### Objective A
Format the stretch of the listing from the line containing "Note: pick out each instance of the yellow" through the end of the listing as a JSON list of strings, with one string per line and blank lines left out.

Earlier this summer I was asked by online tailors Tailor4less if I would like a free custom tuxedo in exchange for an honest review on my blog. I haven’t had much luck with discount mail-order suit makers but I figured with such a generous and risky offer this company must either really believe in their product or have a marketing rep who is just really ballsy.
Considering how bad the product turned out to be, the rep must have some supersized cojones indeed.
Cost and Ordering Process
- startling low prices: $239 (all prices USD) for a tuxedo made from standard fabrics (polyester and/or super 100s wool), $25-$50 additional for premium fabrics (super 130s to super 180s)
- lots of no-cost options to choose from including functioning buttonholes for the sleeves
- helpful demo videos showing how to properly take measurements
- friendly customer service (albeit only via e-mail)
- free international shipping (although this excludes import fees which were $25 in my case)
- very fast delivery: my first order arrived 12 days after I placed it
- the English version of site is awkwardly translated (for example, they refer to tuxedo trouser stripes as “tape”) although the tuxedo ordering pages are much improved since they adopted many of my recommendations
- Barcelona-based customer service and Shanghai-based manufacturing amounts to lengthy delays in correspondence, particularly with North American customers
Fit and Quality
- the suit generally fit well, better than I was expecting considering the cost (I would expect minor alterations to be necessary with any mail-order custom tailored suit)
- the fabric was genuinely midnight blue (not navy) and seemed to be of decent quality, particularly for that price point (it was described as super 100s wool)
- the jacket pockets were sewn closed which was a smart way to prevent the openings from sagging over time
- spare covered buttons are supplied (large and small sizes)
- the trousers included suspender buttons as I had specially requested
- at 450g (13.3 oz) the midnight-blue material was the heaviest fabric they carried yet they classified it as “year round”, a category that included weights as light as 280g (for the record, 300-340g or 9-10 oz is generally recommended for year-round suits)

### Objective B
Answer these about the tuxedo review:
(i) What does a tuxedo made from standard fabrics cost?
(ii) How many days after it was placed did the first order arrive?
(iii) How heavy was the midnight-blue material?

### Information shown
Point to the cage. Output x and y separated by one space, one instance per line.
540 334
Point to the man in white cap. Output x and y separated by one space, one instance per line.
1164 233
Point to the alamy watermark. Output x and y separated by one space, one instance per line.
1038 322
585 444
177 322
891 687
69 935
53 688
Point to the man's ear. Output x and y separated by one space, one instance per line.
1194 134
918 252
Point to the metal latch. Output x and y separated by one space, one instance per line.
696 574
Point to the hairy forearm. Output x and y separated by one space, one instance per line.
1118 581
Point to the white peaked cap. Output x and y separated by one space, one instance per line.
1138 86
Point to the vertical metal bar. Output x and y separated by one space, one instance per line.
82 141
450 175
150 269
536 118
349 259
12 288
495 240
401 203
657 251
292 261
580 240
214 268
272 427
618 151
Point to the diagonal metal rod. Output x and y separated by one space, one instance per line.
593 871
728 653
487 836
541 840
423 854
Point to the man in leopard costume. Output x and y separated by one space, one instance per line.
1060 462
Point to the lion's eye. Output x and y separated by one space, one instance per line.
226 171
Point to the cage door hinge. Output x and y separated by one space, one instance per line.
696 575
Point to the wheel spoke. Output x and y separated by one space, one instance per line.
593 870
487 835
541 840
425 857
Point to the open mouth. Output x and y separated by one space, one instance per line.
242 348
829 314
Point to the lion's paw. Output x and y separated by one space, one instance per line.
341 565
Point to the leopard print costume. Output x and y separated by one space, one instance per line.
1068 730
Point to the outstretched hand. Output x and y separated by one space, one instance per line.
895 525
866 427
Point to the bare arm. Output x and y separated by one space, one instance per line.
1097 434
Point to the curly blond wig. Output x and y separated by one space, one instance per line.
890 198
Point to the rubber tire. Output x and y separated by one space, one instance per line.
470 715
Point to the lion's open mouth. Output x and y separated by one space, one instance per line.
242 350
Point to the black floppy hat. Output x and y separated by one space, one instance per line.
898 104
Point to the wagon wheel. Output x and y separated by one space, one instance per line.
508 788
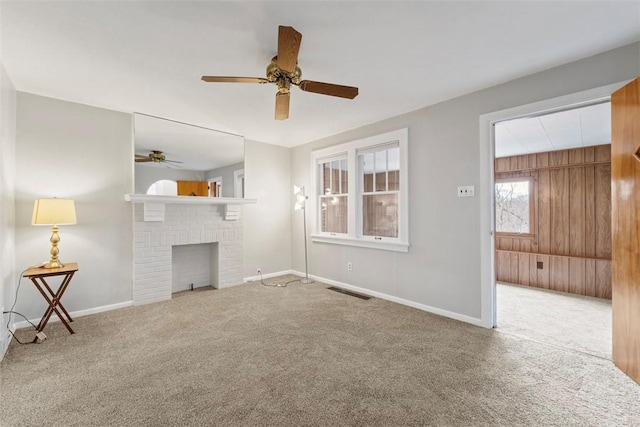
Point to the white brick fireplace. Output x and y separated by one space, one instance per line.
162 222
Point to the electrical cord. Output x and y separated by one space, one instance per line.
11 311
276 285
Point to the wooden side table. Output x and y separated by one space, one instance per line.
37 276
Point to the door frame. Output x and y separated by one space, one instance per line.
488 307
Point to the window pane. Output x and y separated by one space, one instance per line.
326 178
394 180
334 214
335 177
513 207
367 171
381 169
393 160
380 215
344 178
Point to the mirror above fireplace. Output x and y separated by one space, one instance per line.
168 150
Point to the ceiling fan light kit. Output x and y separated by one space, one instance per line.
154 156
283 71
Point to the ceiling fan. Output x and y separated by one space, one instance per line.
156 156
284 71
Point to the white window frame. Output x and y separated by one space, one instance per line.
354 236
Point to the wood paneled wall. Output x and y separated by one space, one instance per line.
572 224
625 135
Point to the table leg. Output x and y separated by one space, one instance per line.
54 302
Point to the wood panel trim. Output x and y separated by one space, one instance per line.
542 168
554 255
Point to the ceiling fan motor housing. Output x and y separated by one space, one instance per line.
157 156
282 78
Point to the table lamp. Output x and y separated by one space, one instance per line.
54 212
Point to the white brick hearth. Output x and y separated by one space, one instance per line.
184 224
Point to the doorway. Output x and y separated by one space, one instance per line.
552 176
487 182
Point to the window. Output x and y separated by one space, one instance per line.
360 192
333 196
215 187
380 176
514 206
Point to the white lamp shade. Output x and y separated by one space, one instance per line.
53 212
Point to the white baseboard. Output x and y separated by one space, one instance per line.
419 306
74 314
268 275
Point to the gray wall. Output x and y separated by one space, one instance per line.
442 268
85 153
227 178
70 150
268 223
145 175
8 274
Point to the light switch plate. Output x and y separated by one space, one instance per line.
467 191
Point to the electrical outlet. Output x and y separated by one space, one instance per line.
466 191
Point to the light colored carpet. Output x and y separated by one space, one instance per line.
577 322
301 356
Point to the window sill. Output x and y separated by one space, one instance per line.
523 236
349 241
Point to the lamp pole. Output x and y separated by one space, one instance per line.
306 279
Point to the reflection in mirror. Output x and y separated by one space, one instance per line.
163 187
190 156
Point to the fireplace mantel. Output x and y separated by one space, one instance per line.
154 205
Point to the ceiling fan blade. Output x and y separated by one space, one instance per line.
221 79
288 47
329 89
282 106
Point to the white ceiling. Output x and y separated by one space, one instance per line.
148 57
578 127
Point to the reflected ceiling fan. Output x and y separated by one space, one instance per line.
156 156
284 72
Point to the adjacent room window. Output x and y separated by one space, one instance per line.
361 193
514 206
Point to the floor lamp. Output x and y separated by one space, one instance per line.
301 201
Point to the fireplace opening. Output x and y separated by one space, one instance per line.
194 266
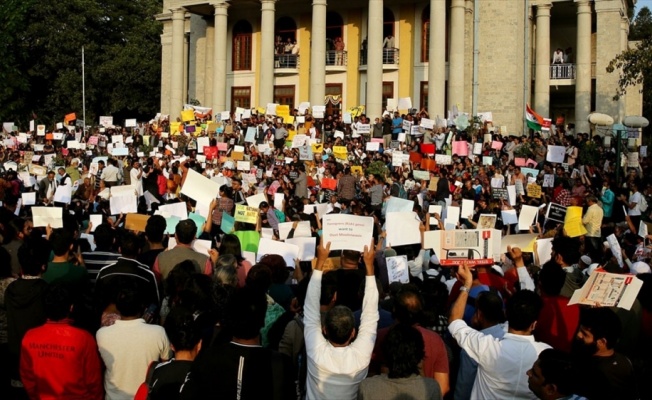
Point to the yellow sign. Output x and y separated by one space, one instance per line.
187 115
573 222
174 128
534 190
246 214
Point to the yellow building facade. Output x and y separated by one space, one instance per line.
480 55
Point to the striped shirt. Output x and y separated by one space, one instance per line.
96 260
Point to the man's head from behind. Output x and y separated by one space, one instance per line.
404 350
552 376
247 315
599 331
523 310
339 326
57 302
185 231
408 305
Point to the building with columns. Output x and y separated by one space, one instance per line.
481 55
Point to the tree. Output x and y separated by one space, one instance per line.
41 52
635 65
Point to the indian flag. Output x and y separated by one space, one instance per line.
534 120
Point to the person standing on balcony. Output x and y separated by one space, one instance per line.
558 56
388 49
339 51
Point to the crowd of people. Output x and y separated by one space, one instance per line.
99 302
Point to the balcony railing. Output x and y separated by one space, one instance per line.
562 71
286 61
390 56
336 58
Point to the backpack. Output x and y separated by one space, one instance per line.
643 204
280 215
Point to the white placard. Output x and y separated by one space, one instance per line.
397 269
402 228
467 208
178 210
200 188
307 247
347 232
95 220
29 198
44 216
556 154
288 251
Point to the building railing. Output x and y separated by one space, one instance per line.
390 56
335 58
290 61
562 71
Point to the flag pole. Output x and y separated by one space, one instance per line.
83 92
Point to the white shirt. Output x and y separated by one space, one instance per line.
127 348
110 174
502 363
335 372
634 198
136 182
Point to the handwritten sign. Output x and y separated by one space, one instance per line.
347 232
397 269
246 214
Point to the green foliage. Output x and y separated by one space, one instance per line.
41 54
635 65
377 168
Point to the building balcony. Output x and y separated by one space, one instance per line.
336 61
286 64
390 59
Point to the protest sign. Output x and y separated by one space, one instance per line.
347 232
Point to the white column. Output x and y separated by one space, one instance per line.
266 90
374 98
177 61
542 71
456 56
318 53
624 43
583 67
436 59
219 57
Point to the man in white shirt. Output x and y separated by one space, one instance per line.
110 174
502 364
128 347
136 174
338 364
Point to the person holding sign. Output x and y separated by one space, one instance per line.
336 363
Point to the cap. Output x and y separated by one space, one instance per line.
640 267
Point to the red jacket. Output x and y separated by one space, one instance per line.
58 361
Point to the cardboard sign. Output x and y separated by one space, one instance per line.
246 214
556 212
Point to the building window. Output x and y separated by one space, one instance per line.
423 94
240 97
333 98
284 95
242 46
425 35
388 92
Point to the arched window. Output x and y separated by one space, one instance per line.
425 35
334 26
242 46
388 23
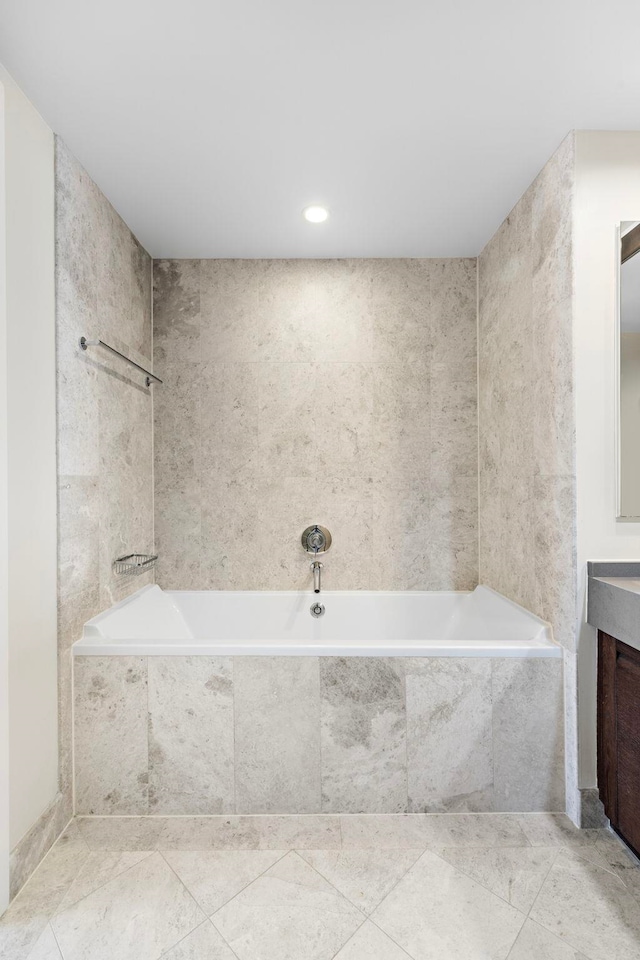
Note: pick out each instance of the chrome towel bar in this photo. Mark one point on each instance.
(84, 343)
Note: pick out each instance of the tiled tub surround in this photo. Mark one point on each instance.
(340, 392)
(527, 472)
(213, 735)
(104, 446)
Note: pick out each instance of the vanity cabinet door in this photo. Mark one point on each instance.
(619, 736)
(628, 723)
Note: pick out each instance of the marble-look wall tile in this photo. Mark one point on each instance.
(277, 734)
(526, 522)
(105, 431)
(528, 734)
(449, 735)
(111, 755)
(191, 735)
(315, 377)
(363, 735)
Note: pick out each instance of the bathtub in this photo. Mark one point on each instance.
(355, 624)
(199, 703)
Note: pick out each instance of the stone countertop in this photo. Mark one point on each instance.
(614, 600)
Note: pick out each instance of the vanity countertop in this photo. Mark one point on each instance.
(614, 600)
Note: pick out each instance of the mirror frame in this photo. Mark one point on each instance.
(622, 254)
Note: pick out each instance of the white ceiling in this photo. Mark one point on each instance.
(210, 124)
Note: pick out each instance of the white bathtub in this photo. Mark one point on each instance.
(368, 624)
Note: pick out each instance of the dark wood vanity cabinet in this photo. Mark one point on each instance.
(619, 736)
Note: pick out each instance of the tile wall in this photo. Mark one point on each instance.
(341, 392)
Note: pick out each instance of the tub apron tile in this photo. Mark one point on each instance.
(277, 734)
(191, 765)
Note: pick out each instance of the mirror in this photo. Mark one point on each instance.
(628, 368)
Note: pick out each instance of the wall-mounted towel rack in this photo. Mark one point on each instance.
(150, 377)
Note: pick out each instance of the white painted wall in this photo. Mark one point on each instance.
(630, 423)
(607, 192)
(4, 547)
(31, 455)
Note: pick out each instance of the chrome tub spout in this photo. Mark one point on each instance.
(316, 566)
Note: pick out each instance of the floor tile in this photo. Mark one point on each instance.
(29, 912)
(46, 947)
(365, 877)
(121, 833)
(590, 908)
(515, 874)
(290, 913)
(203, 943)
(370, 943)
(555, 830)
(609, 852)
(536, 943)
(213, 877)
(436, 912)
(138, 915)
(98, 869)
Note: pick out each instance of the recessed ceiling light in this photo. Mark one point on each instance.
(315, 214)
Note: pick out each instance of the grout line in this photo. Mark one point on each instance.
(544, 881)
(57, 942)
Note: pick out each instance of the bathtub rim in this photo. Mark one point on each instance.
(93, 644)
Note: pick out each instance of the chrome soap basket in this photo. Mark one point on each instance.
(134, 563)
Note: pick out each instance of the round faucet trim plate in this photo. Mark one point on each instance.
(316, 539)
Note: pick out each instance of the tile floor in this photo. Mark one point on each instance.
(406, 887)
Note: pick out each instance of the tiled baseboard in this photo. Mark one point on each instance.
(29, 851)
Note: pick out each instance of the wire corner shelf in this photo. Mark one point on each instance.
(133, 564)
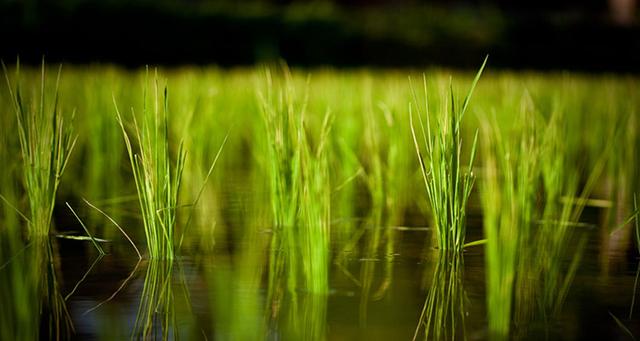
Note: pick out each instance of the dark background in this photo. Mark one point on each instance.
(589, 35)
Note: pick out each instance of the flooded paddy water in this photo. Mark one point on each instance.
(315, 222)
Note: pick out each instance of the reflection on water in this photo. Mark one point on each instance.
(32, 306)
(444, 312)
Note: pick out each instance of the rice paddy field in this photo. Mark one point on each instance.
(278, 203)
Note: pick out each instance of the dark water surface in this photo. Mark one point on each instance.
(224, 296)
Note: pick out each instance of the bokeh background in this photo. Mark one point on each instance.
(580, 35)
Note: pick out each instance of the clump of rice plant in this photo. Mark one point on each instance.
(156, 176)
(508, 200)
(447, 181)
(46, 141)
(298, 172)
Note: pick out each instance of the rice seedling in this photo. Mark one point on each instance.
(156, 317)
(156, 177)
(447, 183)
(508, 199)
(33, 307)
(300, 190)
(46, 140)
(443, 314)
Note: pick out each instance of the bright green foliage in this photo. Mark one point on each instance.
(300, 189)
(46, 141)
(448, 184)
(157, 179)
(508, 199)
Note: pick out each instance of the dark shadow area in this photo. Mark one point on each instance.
(568, 35)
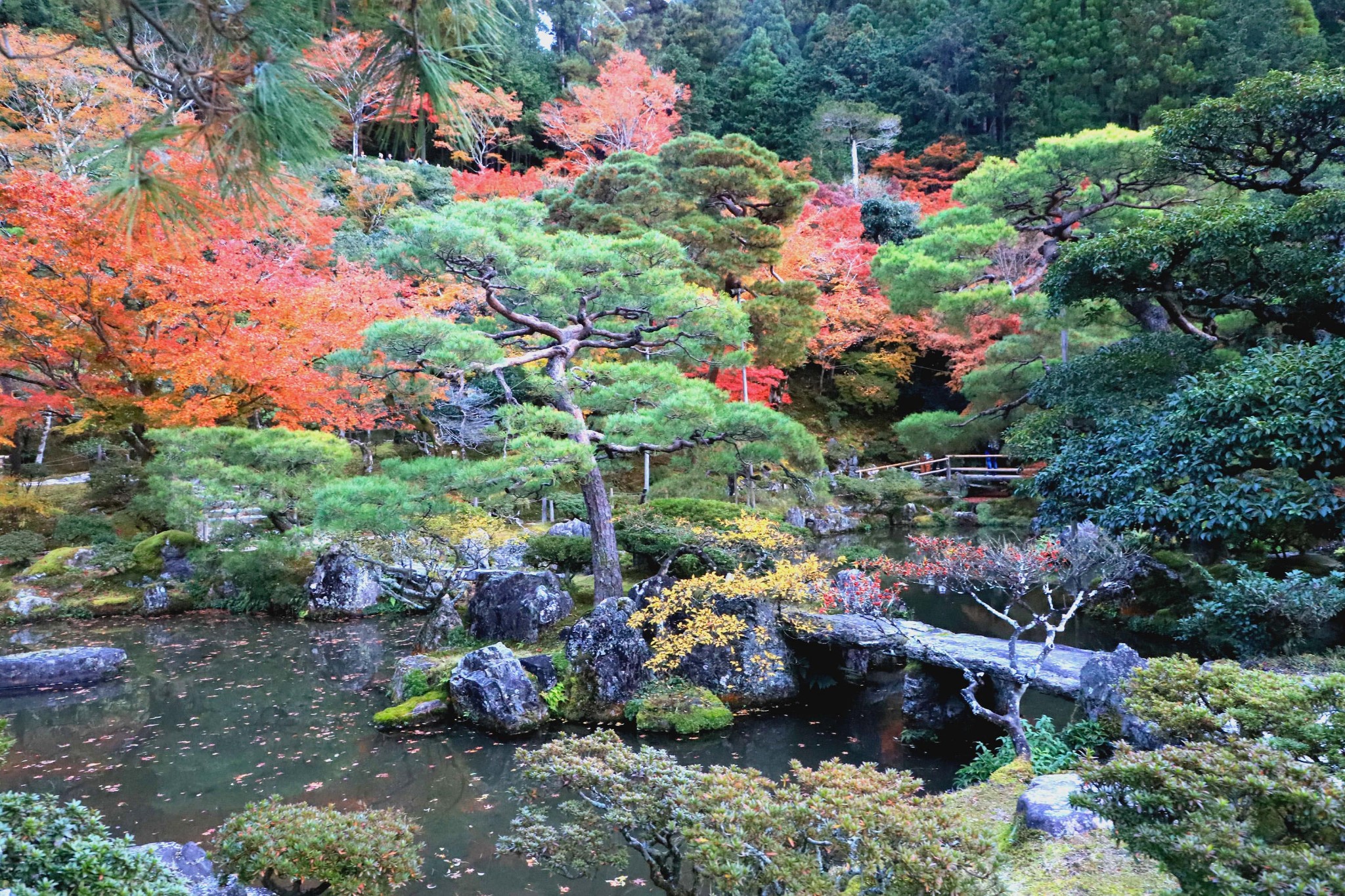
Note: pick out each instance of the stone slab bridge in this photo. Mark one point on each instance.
(862, 639)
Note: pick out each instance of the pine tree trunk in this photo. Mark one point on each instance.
(607, 565)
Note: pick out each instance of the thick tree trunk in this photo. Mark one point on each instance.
(607, 565)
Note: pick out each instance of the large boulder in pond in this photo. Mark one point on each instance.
(1102, 696)
(343, 585)
(516, 606)
(440, 625)
(758, 671)
(407, 666)
(60, 668)
(607, 662)
(573, 528)
(1046, 806)
(491, 689)
(190, 863)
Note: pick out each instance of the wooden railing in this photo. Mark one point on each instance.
(979, 468)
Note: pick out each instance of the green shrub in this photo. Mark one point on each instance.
(20, 545)
(697, 511)
(84, 528)
(1256, 616)
(1225, 820)
(115, 482)
(677, 706)
(942, 433)
(49, 847)
(569, 553)
(1052, 752)
(370, 852)
(268, 578)
(1188, 702)
(147, 555)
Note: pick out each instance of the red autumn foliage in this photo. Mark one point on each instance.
(494, 184)
(183, 328)
(631, 108)
(929, 178)
(766, 385)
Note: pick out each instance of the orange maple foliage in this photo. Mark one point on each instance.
(175, 330)
(930, 177)
(631, 108)
(496, 184)
(65, 112)
(481, 125)
(825, 246)
(766, 385)
(349, 70)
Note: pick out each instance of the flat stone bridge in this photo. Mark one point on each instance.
(935, 647)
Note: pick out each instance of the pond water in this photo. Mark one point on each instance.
(214, 711)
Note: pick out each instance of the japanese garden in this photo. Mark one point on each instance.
(716, 448)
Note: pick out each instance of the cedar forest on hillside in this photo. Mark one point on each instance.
(413, 280)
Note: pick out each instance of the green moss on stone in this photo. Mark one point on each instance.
(403, 712)
(53, 562)
(678, 707)
(148, 554)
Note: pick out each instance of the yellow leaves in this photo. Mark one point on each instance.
(685, 617)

### Task response A
[
  "Note: pick out each instance of the yellow leaves in this photo. Mark one point on each instance.",
  "(685, 617)"
]

### Task response B
(i) $239
(ii) 12 days
(iii) 450g (13.3 oz)